### 出題
サスペンション調整に関する次の抜粋から、「まずシーソーがバコーン!と地」に始まり「セッティングにはなりません。」に至るまでの部分を、一字一句違えずに書き写しなさい。

### 抜粋
まずシーソーがバコーン!と地面に叩き付けられたりしない、サスが底付きしないようにする。次にシーソーの姿勢を作る。前後の高さのバランス、前後の車高調整。ここがスタート地点で、これが出来てないと圧伸びクリック(無ければオイル粘度)のダンパーをいくら弄ってもどうにもなりません。底付きしないことが大事なのは分かると思うのですが、前後の車高調整も超超超大事でバイクの曲がりやすさを決定付ける超重要項目。日記のサーキットのとこでも突き出しがどうのこうのよく書いているのですが1mm単位で拘って良い部分。本当にすっごく大事なので強調してみました。前後の車高バランスは土台作りその2で書く予定。


じゃあ圧伸びの減衰力調整(アジャスター・オイル粘度)は何なのか。これはシーソーが動いた後に動きを収束させるスピードの調整。姿勢を作ってからの仕上げなんです。土台が出来てないのに仕上げをいくら頑張っても良いセッティングにはなりません。

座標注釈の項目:

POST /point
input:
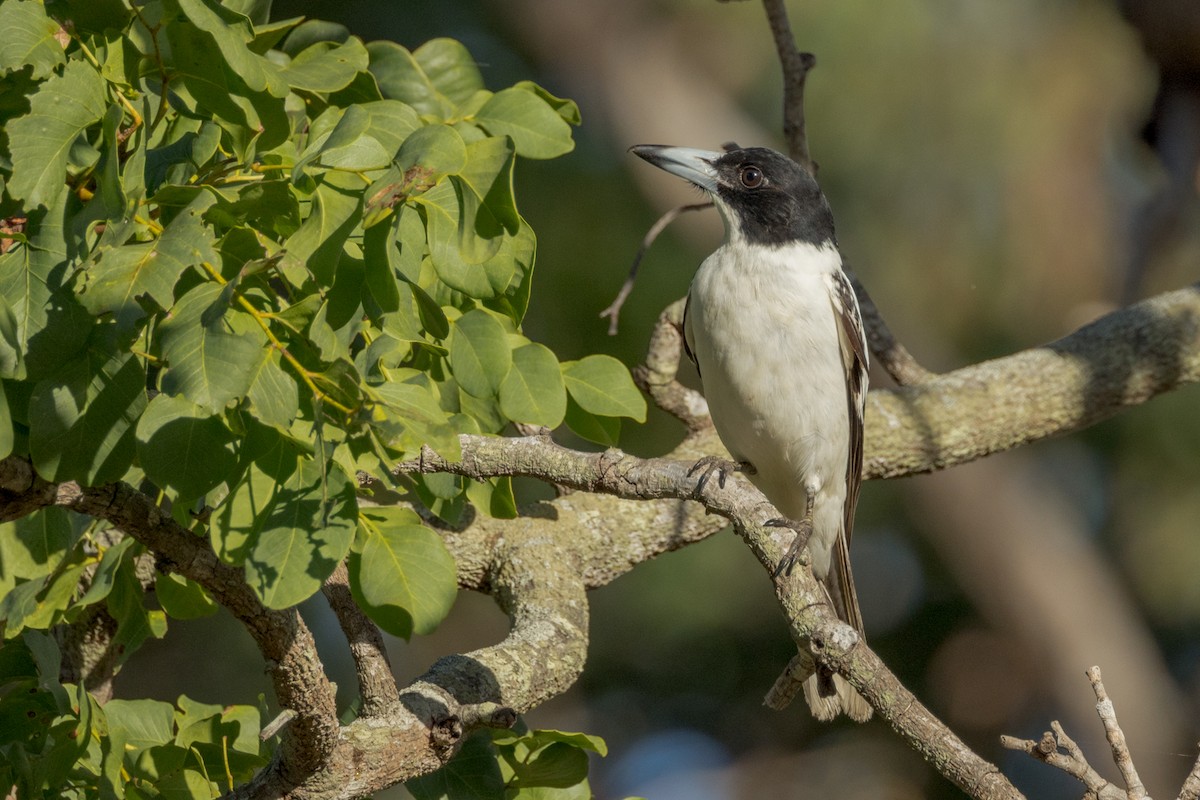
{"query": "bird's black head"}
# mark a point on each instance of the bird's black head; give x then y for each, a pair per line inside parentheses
(765, 197)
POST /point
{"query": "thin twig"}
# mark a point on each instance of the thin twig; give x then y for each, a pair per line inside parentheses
(1121, 757)
(657, 374)
(796, 70)
(376, 683)
(1191, 789)
(1049, 749)
(613, 311)
(892, 355)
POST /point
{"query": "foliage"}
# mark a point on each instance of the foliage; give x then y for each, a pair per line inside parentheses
(57, 737)
(245, 263)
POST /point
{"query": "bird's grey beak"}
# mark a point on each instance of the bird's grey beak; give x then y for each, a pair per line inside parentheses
(691, 164)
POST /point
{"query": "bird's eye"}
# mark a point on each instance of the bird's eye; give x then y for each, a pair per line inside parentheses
(751, 176)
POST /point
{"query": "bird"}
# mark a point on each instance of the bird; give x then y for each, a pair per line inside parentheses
(774, 329)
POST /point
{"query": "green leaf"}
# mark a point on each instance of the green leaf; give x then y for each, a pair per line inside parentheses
(433, 319)
(379, 253)
(535, 740)
(510, 272)
(64, 106)
(209, 362)
(274, 395)
(533, 390)
(82, 417)
(403, 573)
(51, 325)
(603, 385)
(445, 227)
(34, 546)
(184, 447)
(535, 127)
(183, 599)
(221, 91)
(28, 37)
(232, 32)
(401, 78)
(303, 533)
(313, 30)
(391, 122)
(7, 437)
(120, 275)
(601, 429)
(558, 765)
(413, 417)
(479, 353)
(567, 108)
(450, 68)
(489, 173)
(336, 210)
(471, 775)
(431, 152)
(11, 352)
(325, 66)
(141, 723)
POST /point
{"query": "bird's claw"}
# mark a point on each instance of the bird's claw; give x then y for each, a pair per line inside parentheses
(803, 531)
(709, 464)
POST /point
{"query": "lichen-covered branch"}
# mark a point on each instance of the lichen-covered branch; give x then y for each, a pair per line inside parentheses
(282, 637)
(377, 686)
(1120, 360)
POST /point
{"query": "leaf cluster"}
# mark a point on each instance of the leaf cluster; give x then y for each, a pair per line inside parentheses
(244, 263)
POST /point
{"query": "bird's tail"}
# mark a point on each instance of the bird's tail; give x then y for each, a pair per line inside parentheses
(826, 692)
(828, 695)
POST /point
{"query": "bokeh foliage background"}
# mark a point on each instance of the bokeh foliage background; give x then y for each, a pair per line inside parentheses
(991, 184)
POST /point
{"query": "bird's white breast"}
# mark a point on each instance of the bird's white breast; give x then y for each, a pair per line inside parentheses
(765, 335)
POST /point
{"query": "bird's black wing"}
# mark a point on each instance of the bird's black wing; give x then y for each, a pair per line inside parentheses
(687, 335)
(853, 356)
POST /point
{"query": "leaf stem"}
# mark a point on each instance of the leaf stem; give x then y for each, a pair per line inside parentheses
(304, 372)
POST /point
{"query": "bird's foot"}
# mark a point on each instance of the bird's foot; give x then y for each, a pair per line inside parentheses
(709, 464)
(803, 531)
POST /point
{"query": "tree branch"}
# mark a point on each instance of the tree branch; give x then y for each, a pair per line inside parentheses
(1075, 764)
(893, 356)
(796, 68)
(377, 686)
(1123, 359)
(804, 601)
(300, 683)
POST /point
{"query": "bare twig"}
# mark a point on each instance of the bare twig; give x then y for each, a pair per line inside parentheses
(282, 637)
(892, 355)
(1191, 789)
(790, 681)
(1121, 757)
(796, 68)
(1049, 751)
(657, 376)
(613, 311)
(376, 683)
(805, 603)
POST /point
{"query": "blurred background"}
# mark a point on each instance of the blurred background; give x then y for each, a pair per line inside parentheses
(1001, 173)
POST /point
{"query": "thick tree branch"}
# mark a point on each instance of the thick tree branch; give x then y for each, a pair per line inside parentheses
(1120, 360)
(300, 683)
(804, 602)
(893, 356)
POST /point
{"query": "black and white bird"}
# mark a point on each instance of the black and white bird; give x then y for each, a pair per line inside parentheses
(774, 329)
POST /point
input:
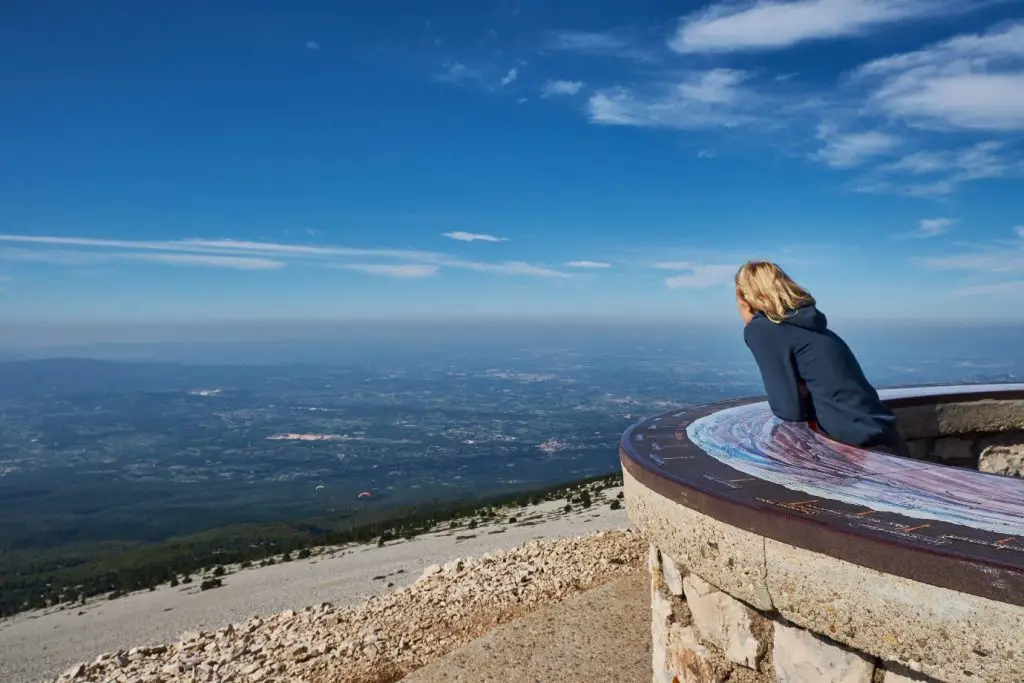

### 解答
まずシーソーがバコーン!と地面に叩き付けられたりしない、サスが底付きしないようにする。次にシーソーの姿勢を作る。前後の高さのバランス、前後の車高調整。ここがスタート地点で、これが出来てないと圧伸びクリック(無ければオイル粘度)のダンパーをいくら弄ってもどうにもなりません。底付きしないことが大事なのは分かると思うのですが、前後の車高調整も超超超大事でバイクの曲がりやすさを決定付ける超重要項目。日記のサーキットのとこでも突き出しがどうのこうのよく書いているのですが1mm単位で拘って良い部分。本当にすっごく大事なので強調してみました。前後の車高バランスは土台作りその2で書く予定。


じゃあ圧伸びの減衰力調整(アジャスター・オイル粘度)は何なのか。これはシーソーが動いた後に動きを収束させるスピードの調整。姿勢を作ってからの仕上げなんです。土台が出来てないのに仕上げをいくら頑張っても良いセッティングにはなりません。